:: GIVEN REQUEST ::
Repeat the data word for word. Do not include the pictures.

• • • • •

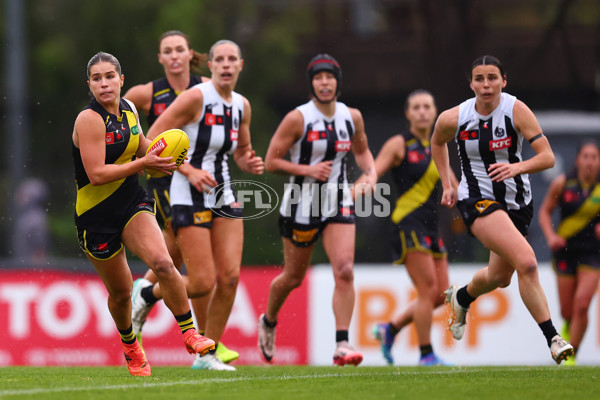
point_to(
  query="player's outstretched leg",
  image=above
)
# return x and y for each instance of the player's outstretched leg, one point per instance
(386, 341)
(139, 308)
(458, 314)
(266, 338)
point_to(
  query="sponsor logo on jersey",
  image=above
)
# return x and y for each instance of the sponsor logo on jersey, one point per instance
(570, 196)
(213, 119)
(159, 108)
(303, 236)
(343, 145)
(311, 136)
(482, 205)
(469, 135)
(161, 144)
(500, 144)
(114, 137)
(346, 211)
(210, 119)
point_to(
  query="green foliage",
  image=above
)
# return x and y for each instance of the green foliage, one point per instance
(63, 35)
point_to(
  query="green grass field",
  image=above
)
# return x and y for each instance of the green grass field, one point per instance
(300, 382)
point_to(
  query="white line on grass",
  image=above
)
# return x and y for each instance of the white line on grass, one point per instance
(144, 385)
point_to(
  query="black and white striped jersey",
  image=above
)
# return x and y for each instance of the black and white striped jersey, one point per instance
(485, 140)
(212, 138)
(324, 139)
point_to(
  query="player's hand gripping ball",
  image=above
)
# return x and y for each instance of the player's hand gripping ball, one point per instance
(174, 143)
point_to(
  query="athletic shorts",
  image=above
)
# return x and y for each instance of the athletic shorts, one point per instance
(303, 235)
(105, 243)
(200, 216)
(405, 241)
(473, 208)
(159, 188)
(566, 263)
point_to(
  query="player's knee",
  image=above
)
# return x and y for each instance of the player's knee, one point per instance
(200, 288)
(528, 268)
(162, 266)
(344, 272)
(228, 280)
(121, 298)
(503, 280)
(294, 281)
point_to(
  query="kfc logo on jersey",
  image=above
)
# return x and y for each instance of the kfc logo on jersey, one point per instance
(343, 145)
(159, 108)
(414, 157)
(210, 119)
(114, 137)
(468, 135)
(500, 144)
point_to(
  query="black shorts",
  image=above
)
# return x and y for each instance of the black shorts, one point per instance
(405, 241)
(473, 208)
(303, 235)
(159, 188)
(567, 262)
(200, 216)
(103, 244)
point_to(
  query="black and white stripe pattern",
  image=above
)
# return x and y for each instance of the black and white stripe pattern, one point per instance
(485, 140)
(324, 139)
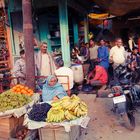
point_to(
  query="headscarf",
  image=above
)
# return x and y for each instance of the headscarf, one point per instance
(49, 92)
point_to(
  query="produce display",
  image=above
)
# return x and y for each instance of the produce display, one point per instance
(39, 112)
(67, 108)
(21, 89)
(10, 100)
(55, 115)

• • • • •

:: SOLUTION FOR THIS PROBLEM ::
point_to(
  query="player's outstretched leg",
  image=above
)
# return x and y for each instance of the player's outstretched leg, one point per instance
(386, 341)
(139, 308)
(458, 314)
(266, 338)
point_to(
  query="sponsor logo on jersey",
  image=above
)
# return x and y for each instance of the sponsor logo on jersey, one point per instance
(570, 196)
(213, 119)
(159, 108)
(303, 236)
(343, 145)
(311, 136)
(482, 205)
(469, 135)
(161, 144)
(500, 144)
(114, 137)
(346, 211)
(210, 119)
point_to(
  query="green foliage",
  image=above
)
# return x and y for each instance of the green foliage, one point per instance
(63, 35)
point_to(
  query="green grass field",
  image=above
)
# return x and y for each instance of the green grass field, one point per instance
(300, 382)
point_to(
  query="white line on grass",
  image=above
)
# return x and y for each instance of the white line on grass, one point per instance
(144, 385)
point_to(
  query="black and white striped jersey",
  image=above
)
# return x and y for each instance of the black and white striped jersey, one point per instance
(485, 140)
(212, 138)
(324, 139)
point_to(
  query="player's hand gripping ball",
  image=above
)
# return x and y for each instance of the player's hand gripping ball, one point per instance
(174, 143)
point_to(
  query="athletic shorts",
  image=above
)
# return x and y for each instance of the athletic shorts, one point per instance
(303, 235)
(105, 243)
(200, 216)
(405, 241)
(473, 208)
(159, 188)
(566, 263)
point_to(
  query="player's knee",
  image=above
)
# return x and y for each instance of the player's knee, one point per instance
(200, 288)
(528, 268)
(162, 266)
(344, 272)
(228, 280)
(121, 298)
(503, 280)
(294, 281)
point_to(
  query="kfc logo on jersey",
  image=above
)
# return x and y for each instance of the kfc logo on jersey, one point per instance
(343, 145)
(159, 108)
(414, 157)
(210, 119)
(114, 137)
(468, 135)
(500, 144)
point_to(
  query="black shorts",
  image=above
)
# return x and y for each instance of the black shorts, one point per instance
(405, 241)
(473, 208)
(303, 235)
(159, 188)
(567, 262)
(200, 216)
(103, 244)
point_to(
  query="black and white stripe pattern",
  image=above
)
# return x and y for each instance of the black and white stripe pattern, one point per instance
(485, 140)
(324, 139)
point_to(
  query="headscarf",
  image=above
)
# return x and y for each instance of the headscarf, one point per instance
(49, 92)
point_to(
  query="produce display",
  image=above
)
# return x and y for each instance of the produce display, one point per instance
(39, 112)
(67, 108)
(21, 89)
(10, 100)
(55, 115)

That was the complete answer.